■ What the task asks ■
Take each line from the entries that holds "segment" and copy it out.

■ Available records ■
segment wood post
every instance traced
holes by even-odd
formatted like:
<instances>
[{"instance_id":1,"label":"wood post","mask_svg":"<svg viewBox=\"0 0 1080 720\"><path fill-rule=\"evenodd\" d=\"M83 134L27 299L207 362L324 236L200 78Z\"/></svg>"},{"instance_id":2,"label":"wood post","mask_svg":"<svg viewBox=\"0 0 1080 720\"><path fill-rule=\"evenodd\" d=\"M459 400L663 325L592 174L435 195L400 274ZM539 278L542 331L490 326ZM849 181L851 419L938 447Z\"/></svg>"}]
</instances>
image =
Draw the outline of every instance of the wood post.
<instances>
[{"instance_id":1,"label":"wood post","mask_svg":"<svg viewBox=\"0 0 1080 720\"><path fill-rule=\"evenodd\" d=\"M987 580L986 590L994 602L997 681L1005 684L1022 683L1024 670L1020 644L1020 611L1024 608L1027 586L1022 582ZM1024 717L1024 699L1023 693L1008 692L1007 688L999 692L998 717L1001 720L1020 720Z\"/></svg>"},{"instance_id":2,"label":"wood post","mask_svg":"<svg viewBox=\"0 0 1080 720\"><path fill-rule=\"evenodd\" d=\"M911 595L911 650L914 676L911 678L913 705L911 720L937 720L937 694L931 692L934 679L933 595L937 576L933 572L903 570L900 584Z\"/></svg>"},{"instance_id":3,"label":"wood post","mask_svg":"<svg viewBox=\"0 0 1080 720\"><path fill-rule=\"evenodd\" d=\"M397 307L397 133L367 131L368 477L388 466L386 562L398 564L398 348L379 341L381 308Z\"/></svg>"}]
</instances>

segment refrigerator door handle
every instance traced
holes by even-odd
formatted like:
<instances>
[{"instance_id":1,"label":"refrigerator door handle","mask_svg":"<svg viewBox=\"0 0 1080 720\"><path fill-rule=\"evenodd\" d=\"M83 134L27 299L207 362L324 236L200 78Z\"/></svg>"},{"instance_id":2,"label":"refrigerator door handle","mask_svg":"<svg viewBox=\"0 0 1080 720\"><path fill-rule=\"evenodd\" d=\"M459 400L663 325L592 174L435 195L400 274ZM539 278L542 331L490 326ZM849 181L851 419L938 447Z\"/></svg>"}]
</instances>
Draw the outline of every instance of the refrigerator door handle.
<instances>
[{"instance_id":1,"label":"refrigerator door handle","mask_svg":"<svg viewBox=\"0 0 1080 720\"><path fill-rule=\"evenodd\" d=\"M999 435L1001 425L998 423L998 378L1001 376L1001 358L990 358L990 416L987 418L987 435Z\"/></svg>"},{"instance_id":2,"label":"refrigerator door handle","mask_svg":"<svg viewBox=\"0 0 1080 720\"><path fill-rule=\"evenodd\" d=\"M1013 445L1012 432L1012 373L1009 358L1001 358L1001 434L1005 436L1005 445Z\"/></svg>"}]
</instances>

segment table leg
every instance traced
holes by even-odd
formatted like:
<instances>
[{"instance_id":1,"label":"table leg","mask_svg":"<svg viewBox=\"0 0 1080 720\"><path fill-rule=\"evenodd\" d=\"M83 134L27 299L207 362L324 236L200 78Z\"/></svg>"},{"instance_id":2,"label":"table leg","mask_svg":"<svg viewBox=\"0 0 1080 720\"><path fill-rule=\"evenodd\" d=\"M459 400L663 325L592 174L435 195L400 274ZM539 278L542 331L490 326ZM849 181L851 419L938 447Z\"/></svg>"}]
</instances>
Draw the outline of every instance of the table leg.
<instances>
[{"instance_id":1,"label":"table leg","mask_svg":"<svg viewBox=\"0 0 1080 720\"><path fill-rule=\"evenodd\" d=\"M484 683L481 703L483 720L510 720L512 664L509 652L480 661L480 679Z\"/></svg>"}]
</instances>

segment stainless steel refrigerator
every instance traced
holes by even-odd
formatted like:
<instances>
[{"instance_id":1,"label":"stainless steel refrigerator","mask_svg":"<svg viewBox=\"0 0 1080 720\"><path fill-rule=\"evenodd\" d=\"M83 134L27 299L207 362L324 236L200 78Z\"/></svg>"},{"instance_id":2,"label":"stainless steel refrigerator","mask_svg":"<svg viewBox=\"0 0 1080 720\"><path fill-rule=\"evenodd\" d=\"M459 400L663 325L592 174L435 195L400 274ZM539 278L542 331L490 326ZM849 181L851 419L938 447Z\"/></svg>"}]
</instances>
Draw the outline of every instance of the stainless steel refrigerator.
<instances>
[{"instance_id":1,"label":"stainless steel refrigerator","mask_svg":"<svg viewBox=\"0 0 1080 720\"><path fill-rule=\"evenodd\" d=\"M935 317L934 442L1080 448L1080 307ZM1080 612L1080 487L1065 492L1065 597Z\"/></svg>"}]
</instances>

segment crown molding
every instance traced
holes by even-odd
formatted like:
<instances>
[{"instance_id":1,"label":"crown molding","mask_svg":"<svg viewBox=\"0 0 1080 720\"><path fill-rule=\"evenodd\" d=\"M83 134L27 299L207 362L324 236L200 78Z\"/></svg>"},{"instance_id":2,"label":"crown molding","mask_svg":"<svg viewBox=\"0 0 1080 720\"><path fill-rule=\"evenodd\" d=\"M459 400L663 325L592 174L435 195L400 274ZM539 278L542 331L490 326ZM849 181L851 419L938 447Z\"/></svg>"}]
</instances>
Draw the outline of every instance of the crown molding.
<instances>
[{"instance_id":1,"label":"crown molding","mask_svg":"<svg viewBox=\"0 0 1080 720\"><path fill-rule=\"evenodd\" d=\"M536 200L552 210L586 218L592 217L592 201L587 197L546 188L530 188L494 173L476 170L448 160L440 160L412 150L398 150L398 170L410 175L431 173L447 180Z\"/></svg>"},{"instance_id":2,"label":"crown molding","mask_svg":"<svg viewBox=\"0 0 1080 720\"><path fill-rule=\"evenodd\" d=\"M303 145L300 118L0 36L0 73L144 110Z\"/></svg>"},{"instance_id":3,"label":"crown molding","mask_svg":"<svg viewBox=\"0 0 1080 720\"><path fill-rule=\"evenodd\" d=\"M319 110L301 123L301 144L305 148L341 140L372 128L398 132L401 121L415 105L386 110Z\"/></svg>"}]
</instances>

■ Result ■
segment wood post
segment refrigerator door handle
segment table leg
segment stainless steel refrigerator
segment crown molding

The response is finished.